US colleges faulted for narrow focus

The American college today is a ``troubled institution.'' So concludes the first comprehensive look ever taken at undergraduate education in the United States, including quality of course work, student and faculty attitudes, and the purpose of community in higher education.

While American colleges are doing a good job preparing students for narrowly defined careers, says Ernest Boyer, president of the Carnegie Foundation for the Advancement of Teaching and author of the report, they are failing to give students a coherent ``larger view'' - a way to think about and understand deeper ethical, historical, and civic issues. In a complex world, the nation's economic and social health is closely related to colleges' ability to spark student inquiry in these directions, the study says.

``Technical knowledge, yes, that's fine,'' Dr. Boyer remarked in an interview. ``But what about the ability to integrate and apply knowledge wisely? That's the mark of an educated person. That's the urgent imperative of our time. But it's something most colleges aren't teaching. ...''

The report suggests colleges redefine their goals and restructure their approaches to learning around an ``integrated'' general education curriculum that would tie basic subjects such as English, history, and science into a set of core themes including ``work,'' ``heritage,'' ``identity,'' and ``language.'' General education would complement a specialized major and be required through four years of college, instead of two.

``We want students to begin to see connections between disciplines, and between college and the outside world,'' says Boyer.

The three-year, 242-page study titled ``College - The Undergraduate Experience in America,'' closely examined 30 schools of different size, type, and location - and has, for a year, been the cause of considerable speculation. ``It was supposed to make a big splash, but it's made an even bigger splash than expected,'' says Robert Atwell, president of the American Council on Education.

▶ **Problem a**:
Render the entries below as a numbered list, from the line containing "Q: Identify the food truck serving" up to and including the final line of the entries, leaving out any blank lines.

▶ **Records for processing**:

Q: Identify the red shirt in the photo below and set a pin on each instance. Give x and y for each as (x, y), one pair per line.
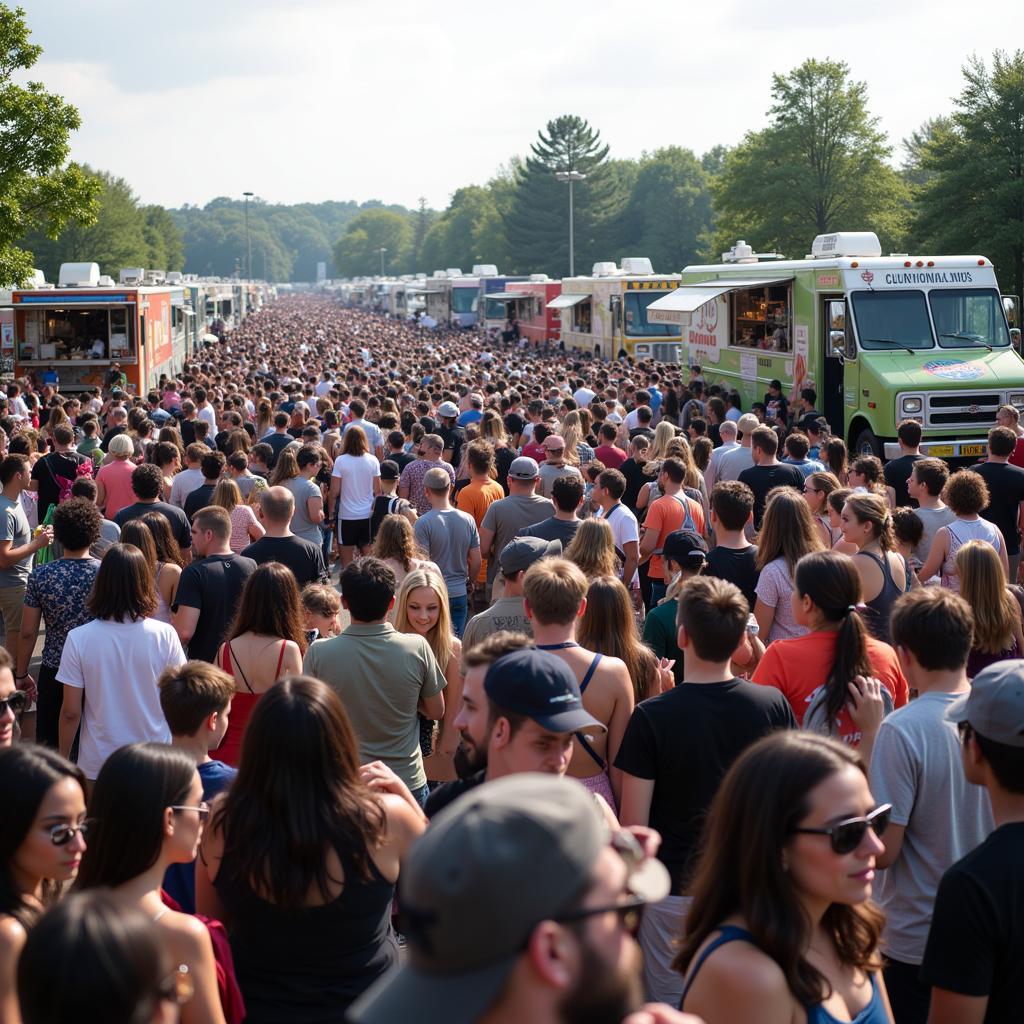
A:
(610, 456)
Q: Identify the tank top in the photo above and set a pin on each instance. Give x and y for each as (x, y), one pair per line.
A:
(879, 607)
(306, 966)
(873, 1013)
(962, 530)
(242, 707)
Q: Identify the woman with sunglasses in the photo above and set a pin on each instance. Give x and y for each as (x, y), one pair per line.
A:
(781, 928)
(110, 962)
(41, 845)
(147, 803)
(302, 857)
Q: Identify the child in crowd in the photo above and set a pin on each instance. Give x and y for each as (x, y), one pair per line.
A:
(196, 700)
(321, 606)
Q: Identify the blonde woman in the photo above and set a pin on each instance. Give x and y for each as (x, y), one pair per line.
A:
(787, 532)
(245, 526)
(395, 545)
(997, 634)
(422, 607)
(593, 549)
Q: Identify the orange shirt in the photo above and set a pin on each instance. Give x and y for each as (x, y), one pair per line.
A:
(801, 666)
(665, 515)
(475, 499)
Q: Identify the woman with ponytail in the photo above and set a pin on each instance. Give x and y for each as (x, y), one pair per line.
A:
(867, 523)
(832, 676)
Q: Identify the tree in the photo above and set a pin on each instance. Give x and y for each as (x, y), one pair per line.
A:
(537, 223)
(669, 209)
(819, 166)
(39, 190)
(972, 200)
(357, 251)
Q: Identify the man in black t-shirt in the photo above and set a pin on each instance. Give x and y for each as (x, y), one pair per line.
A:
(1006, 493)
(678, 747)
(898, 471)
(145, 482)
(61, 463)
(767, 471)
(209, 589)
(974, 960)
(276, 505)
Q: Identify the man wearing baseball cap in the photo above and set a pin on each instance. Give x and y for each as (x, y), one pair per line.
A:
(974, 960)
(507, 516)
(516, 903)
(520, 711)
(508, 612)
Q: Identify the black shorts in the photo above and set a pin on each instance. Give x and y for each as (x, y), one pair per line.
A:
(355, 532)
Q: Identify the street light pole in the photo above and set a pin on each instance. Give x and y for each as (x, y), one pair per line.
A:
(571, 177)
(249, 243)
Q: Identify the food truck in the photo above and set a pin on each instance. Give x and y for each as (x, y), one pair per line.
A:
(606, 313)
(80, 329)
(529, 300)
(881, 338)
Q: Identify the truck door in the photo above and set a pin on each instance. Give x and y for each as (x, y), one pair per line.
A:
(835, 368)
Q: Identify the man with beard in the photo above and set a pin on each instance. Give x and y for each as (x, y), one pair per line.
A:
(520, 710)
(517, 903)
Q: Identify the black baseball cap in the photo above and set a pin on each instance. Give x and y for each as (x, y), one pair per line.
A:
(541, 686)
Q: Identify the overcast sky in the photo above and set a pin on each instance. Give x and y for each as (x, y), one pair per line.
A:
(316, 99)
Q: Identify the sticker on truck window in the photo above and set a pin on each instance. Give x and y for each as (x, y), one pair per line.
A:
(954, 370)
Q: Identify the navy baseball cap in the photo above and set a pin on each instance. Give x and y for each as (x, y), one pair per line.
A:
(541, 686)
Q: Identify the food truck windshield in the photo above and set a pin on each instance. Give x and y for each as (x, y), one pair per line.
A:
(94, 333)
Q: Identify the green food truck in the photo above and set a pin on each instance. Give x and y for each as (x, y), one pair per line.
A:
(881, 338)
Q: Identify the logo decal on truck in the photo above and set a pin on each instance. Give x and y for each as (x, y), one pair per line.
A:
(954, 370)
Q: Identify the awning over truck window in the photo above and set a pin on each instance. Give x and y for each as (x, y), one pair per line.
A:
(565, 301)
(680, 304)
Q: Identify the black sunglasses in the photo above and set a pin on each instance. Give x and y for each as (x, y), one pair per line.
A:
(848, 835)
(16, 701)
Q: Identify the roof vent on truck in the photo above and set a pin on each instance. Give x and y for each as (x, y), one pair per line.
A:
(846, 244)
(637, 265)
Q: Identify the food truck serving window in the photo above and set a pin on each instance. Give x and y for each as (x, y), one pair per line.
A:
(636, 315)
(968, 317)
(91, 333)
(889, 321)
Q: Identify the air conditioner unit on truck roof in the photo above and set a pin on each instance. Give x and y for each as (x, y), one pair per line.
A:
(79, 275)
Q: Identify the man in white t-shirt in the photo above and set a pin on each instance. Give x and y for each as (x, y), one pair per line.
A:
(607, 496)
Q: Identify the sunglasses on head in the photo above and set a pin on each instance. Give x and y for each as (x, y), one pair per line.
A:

▶ **Problem b**:
Reproduce verbatim the passage of the article on US colleges from "While American colleges" up to and including "the study says.".

▶ **Response a**:
1. Q: Identify the food truck serving window in the photo above and set a pin on each instance. Give x and y for each as (x, y), one pair per line.
2. A:
3. (636, 315)
4. (968, 317)
5. (91, 333)
6. (889, 321)
7. Q: Identify the air conditioner unit on truck roof in the photo above and set a pin on each instance. Give x and y for each as (x, y), one pair per line.
8. A:
9. (79, 275)
10. Q: Identify the man in white t-shirt in the photo above and set a pin on each instance. Give x and y for each as (x, y), one pair per line.
11. A:
12. (607, 496)
13. Q: Identify the sunglasses on head in the photo above and set a pin on each instance. Give x and y for each as (x, y), one pair per line.
14. A:

▶ **Response b**:
While American colleges are doing a good job preparing students for narrowly defined careers, says Ernest Boyer, president of the Carnegie Foundation for the Advancement of Teaching and author of the report, they are failing to give students a coherent ``larger view'' - a way to think about and understand deeper ethical, historical, and civic issues. In a complex world, the nation's economic and social health is closely related to colleges' ability to spark student inquiry in these directions, the study says.